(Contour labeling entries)

####

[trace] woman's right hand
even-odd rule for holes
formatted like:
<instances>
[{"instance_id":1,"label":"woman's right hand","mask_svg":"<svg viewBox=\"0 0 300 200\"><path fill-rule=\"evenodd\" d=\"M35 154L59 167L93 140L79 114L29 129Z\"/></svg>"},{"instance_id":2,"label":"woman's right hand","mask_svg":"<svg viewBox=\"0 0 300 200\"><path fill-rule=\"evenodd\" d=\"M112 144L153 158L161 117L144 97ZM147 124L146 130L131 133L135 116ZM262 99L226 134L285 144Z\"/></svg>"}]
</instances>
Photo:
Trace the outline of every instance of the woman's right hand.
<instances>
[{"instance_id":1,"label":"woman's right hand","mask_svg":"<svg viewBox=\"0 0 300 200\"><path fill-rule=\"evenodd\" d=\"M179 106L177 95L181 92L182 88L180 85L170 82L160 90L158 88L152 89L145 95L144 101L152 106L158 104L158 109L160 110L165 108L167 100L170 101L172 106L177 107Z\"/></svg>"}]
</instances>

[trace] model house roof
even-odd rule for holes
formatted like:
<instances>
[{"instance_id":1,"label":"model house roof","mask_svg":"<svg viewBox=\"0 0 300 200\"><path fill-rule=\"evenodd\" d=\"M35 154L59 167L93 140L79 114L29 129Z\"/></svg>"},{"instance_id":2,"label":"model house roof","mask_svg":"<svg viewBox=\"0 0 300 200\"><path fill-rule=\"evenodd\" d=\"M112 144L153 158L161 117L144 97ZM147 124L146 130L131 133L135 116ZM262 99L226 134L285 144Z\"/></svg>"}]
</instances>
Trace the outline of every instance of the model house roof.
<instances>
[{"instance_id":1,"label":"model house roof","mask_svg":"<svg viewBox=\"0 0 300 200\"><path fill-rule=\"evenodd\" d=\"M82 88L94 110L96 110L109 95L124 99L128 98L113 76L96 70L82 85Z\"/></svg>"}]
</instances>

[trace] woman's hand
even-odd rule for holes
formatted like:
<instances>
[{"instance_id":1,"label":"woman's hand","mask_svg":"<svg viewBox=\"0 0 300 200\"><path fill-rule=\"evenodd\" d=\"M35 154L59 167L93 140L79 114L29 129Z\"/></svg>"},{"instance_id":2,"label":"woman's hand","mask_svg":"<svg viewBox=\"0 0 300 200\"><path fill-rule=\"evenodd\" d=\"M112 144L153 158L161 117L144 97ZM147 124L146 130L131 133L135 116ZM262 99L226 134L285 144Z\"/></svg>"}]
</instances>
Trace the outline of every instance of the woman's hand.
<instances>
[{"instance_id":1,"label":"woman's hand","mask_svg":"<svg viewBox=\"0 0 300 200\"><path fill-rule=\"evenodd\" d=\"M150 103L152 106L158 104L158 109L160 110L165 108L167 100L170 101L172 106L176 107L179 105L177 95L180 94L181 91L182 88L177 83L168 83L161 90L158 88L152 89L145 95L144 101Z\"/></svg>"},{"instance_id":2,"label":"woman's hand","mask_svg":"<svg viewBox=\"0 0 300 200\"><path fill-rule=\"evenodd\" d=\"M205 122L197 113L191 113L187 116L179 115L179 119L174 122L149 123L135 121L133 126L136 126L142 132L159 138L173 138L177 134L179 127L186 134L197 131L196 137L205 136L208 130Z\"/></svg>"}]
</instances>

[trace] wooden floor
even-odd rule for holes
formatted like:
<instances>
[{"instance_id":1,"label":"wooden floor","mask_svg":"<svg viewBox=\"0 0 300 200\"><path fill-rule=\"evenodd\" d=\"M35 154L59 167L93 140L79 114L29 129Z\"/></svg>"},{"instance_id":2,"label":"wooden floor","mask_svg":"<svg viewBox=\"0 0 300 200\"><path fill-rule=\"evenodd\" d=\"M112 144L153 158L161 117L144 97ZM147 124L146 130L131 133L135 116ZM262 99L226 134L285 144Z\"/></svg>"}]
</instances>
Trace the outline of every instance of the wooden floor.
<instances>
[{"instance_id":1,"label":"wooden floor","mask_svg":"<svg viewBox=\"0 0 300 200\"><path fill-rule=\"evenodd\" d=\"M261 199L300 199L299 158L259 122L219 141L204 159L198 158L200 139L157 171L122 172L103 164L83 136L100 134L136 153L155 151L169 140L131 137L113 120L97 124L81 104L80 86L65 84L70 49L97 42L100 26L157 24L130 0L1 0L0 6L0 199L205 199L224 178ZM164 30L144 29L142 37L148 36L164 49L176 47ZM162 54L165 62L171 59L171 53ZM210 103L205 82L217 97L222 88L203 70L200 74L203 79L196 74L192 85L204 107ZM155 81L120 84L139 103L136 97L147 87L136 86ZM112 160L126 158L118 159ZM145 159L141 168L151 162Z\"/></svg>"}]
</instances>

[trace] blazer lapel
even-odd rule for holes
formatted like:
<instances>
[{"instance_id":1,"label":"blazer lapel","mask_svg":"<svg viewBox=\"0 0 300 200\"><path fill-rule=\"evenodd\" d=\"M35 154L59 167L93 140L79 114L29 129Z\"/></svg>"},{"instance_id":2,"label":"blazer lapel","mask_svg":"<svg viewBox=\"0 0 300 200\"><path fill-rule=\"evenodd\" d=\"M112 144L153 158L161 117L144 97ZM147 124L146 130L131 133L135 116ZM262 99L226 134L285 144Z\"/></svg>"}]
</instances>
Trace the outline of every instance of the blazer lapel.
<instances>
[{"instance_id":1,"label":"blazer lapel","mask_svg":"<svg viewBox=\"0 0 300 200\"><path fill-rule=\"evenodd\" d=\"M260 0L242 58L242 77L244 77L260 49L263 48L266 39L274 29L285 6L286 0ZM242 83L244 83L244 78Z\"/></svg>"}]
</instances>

####

Quote the data in full, keeping each word unchanged.

[trace] woman's right hand
even-odd rule for holes
formatted like:
<instances>
[{"instance_id":1,"label":"woman's right hand","mask_svg":"<svg viewBox=\"0 0 300 200\"><path fill-rule=\"evenodd\" d=\"M35 154L59 167L93 140L79 114L29 129Z\"/></svg>"},{"instance_id":2,"label":"woman's right hand","mask_svg":"<svg viewBox=\"0 0 300 200\"><path fill-rule=\"evenodd\" d=\"M112 144L153 158L161 117L144 97ZM147 124L146 130L131 133L135 116ZM262 99L226 134L285 144Z\"/></svg>"}]
</instances>
Photo:
Trace the outline of every instance of the woman's right hand.
<instances>
[{"instance_id":1,"label":"woman's right hand","mask_svg":"<svg viewBox=\"0 0 300 200\"><path fill-rule=\"evenodd\" d=\"M179 106L177 95L181 92L182 88L180 85L170 82L160 90L158 88L152 89L145 95L144 101L152 106L158 104L158 109L160 110L165 108L167 100L170 101L172 106L177 107Z\"/></svg>"}]
</instances>

[trace] model house roof
even-odd rule for holes
formatted like:
<instances>
[{"instance_id":1,"label":"model house roof","mask_svg":"<svg viewBox=\"0 0 300 200\"><path fill-rule=\"evenodd\" d=\"M35 154L59 167L93 140L79 114L29 129Z\"/></svg>"},{"instance_id":2,"label":"model house roof","mask_svg":"<svg viewBox=\"0 0 300 200\"><path fill-rule=\"evenodd\" d=\"M112 144L153 158L161 117L144 97ZM147 124L146 130L131 133L135 116ZM262 99L226 134L285 144Z\"/></svg>"}]
</instances>
Trace the outline of every instance of the model house roof.
<instances>
[{"instance_id":1,"label":"model house roof","mask_svg":"<svg viewBox=\"0 0 300 200\"><path fill-rule=\"evenodd\" d=\"M82 88L94 110L96 110L109 95L124 99L128 98L113 76L96 70L82 85Z\"/></svg>"}]
</instances>

[trace] woman's hand
even-odd rule for holes
formatted like:
<instances>
[{"instance_id":1,"label":"woman's hand","mask_svg":"<svg viewBox=\"0 0 300 200\"><path fill-rule=\"evenodd\" d=\"M35 154L59 167L93 140L79 114L29 129Z\"/></svg>"},{"instance_id":2,"label":"woman's hand","mask_svg":"<svg viewBox=\"0 0 300 200\"><path fill-rule=\"evenodd\" d=\"M112 144L153 158L161 117L144 97ZM147 124L146 130L131 133L135 116ZM262 99L226 134L285 144Z\"/></svg>"}]
</instances>
Trace the outline of every instance of the woman's hand.
<instances>
[{"instance_id":1,"label":"woman's hand","mask_svg":"<svg viewBox=\"0 0 300 200\"><path fill-rule=\"evenodd\" d=\"M150 103L152 106L158 104L158 109L160 110L165 108L167 100L170 101L172 106L176 107L179 105L177 95L180 94L181 91L182 88L177 83L168 83L161 90L158 88L152 89L145 95L144 101Z\"/></svg>"},{"instance_id":2,"label":"woman's hand","mask_svg":"<svg viewBox=\"0 0 300 200\"><path fill-rule=\"evenodd\" d=\"M205 122L197 113L191 113L187 116L179 115L179 119L174 122L149 123L135 121L133 126L136 126L142 132L159 138L173 138L177 134L179 127L186 134L197 131L196 137L205 136L208 130Z\"/></svg>"}]
</instances>

[trace] wooden floor
even-odd rule for holes
formatted like:
<instances>
[{"instance_id":1,"label":"wooden floor","mask_svg":"<svg viewBox=\"0 0 300 200\"><path fill-rule=\"evenodd\" d=\"M35 154L59 167L93 140L79 114L29 129Z\"/></svg>"},{"instance_id":2,"label":"wooden floor","mask_svg":"<svg viewBox=\"0 0 300 200\"><path fill-rule=\"evenodd\" d=\"M112 144L153 158L161 117L144 97ZM147 124L146 130L131 133L135 116ZM262 99L226 134L285 144Z\"/></svg>"}]
</instances>
Trace the outline of every instance of the wooden floor.
<instances>
[{"instance_id":1,"label":"wooden floor","mask_svg":"<svg viewBox=\"0 0 300 200\"><path fill-rule=\"evenodd\" d=\"M261 199L300 199L299 158L259 122L219 141L204 159L198 158L200 139L157 171L122 172L103 164L83 136L100 134L136 153L155 151L169 140L131 137L113 120L97 124L81 104L80 86L65 84L70 49L97 42L100 26L157 24L130 0L1 0L0 6L0 199L205 199L224 178ZM164 30L144 29L142 37L148 36L164 49L176 47ZM162 54L165 62L171 59L171 53ZM210 103L205 82L217 97L222 88L203 70L200 74L203 79L196 74L192 85L204 107ZM155 81L120 84L139 103L136 97L147 87L136 86ZM112 160L126 158L118 159ZM145 159L141 168L151 162Z\"/></svg>"}]
</instances>

[trace] blazer lapel
even-odd rule for holes
formatted like:
<instances>
[{"instance_id":1,"label":"blazer lapel","mask_svg":"<svg viewBox=\"0 0 300 200\"><path fill-rule=\"evenodd\" d=\"M35 154L59 167L93 140L79 114L29 129Z\"/></svg>"},{"instance_id":2,"label":"blazer lapel","mask_svg":"<svg viewBox=\"0 0 300 200\"><path fill-rule=\"evenodd\" d=\"M112 144L153 158L161 117L144 97ZM147 124L146 130L131 133L135 116ZM262 99L226 134L285 144Z\"/></svg>"}]
</instances>
Trace the outline of every instance of the blazer lapel.
<instances>
[{"instance_id":1,"label":"blazer lapel","mask_svg":"<svg viewBox=\"0 0 300 200\"><path fill-rule=\"evenodd\" d=\"M260 0L242 58L242 77L244 77L260 49L263 48L266 39L274 29L285 6L286 0ZM242 83L244 83L244 78Z\"/></svg>"}]
</instances>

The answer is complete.